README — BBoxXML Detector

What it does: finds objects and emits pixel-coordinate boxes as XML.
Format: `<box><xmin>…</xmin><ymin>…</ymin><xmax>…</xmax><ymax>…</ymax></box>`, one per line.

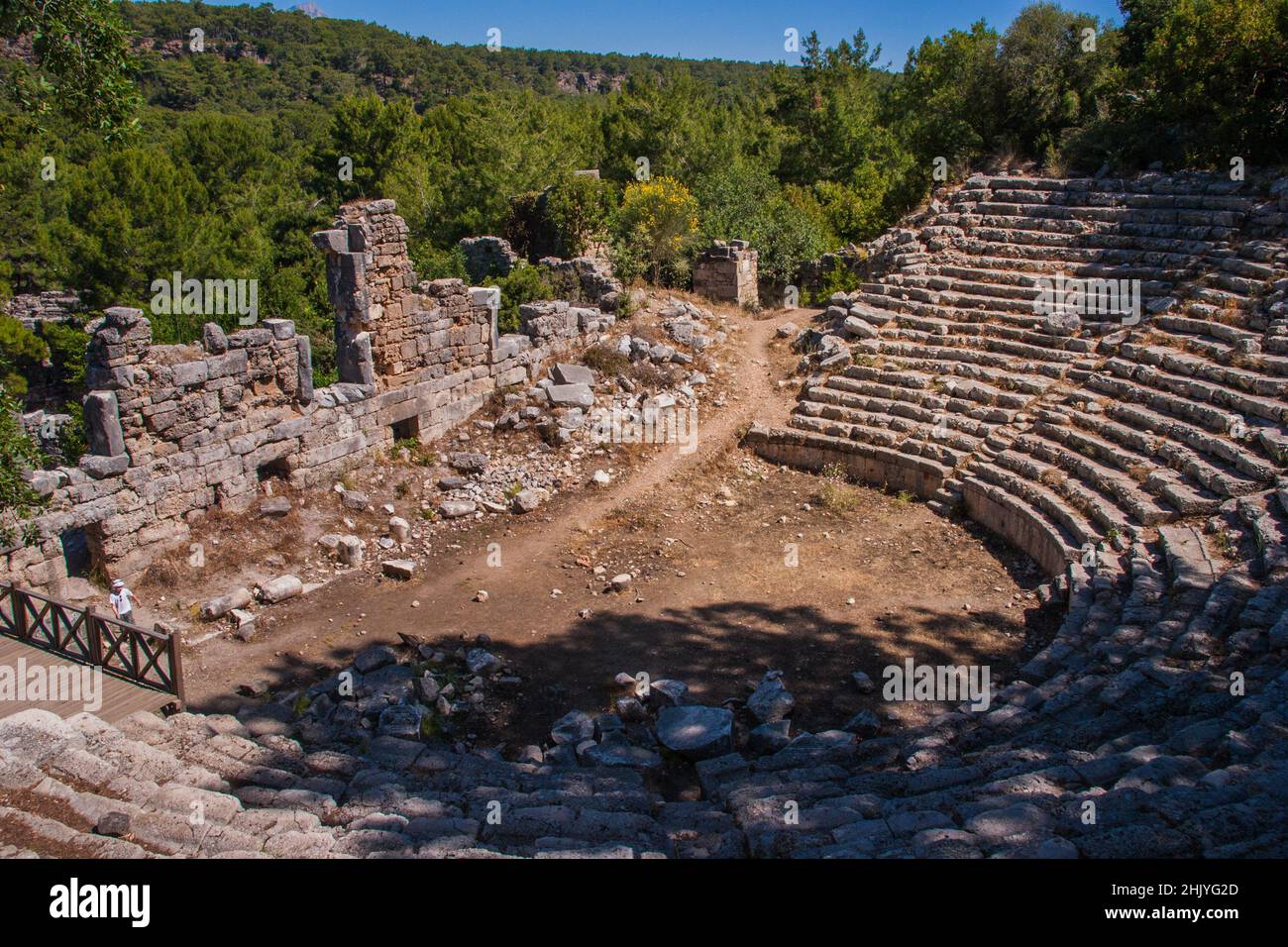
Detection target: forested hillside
<box><xmin>0</xmin><ymin>0</ymin><xmax>1288</xmax><ymax>391</ymax></box>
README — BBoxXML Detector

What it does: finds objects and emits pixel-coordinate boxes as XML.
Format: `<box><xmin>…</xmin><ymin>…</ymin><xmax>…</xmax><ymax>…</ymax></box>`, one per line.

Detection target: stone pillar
<box><xmin>85</xmin><ymin>391</ymin><xmax>125</xmax><ymax>458</ymax></box>
<box><xmin>693</xmin><ymin>240</ymin><xmax>760</xmax><ymax>305</ymax></box>
<box><xmin>295</xmin><ymin>335</ymin><xmax>313</xmax><ymax>404</ymax></box>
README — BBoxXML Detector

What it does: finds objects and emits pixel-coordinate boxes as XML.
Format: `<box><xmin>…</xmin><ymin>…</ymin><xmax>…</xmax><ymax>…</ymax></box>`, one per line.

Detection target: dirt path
<box><xmin>185</xmin><ymin>310</ymin><xmax>1037</xmax><ymax>740</ymax></box>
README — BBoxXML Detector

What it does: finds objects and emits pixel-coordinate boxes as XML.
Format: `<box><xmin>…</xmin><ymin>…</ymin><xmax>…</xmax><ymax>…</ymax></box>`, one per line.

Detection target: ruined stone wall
<box><xmin>693</xmin><ymin>240</ymin><xmax>760</xmax><ymax>305</ymax></box>
<box><xmin>0</xmin><ymin>201</ymin><xmax>613</xmax><ymax>594</ymax></box>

### Task instructions
How many lines in the items above contain the string "Detection", with case counting? Reply with the number alone.

### Solution for this problem
4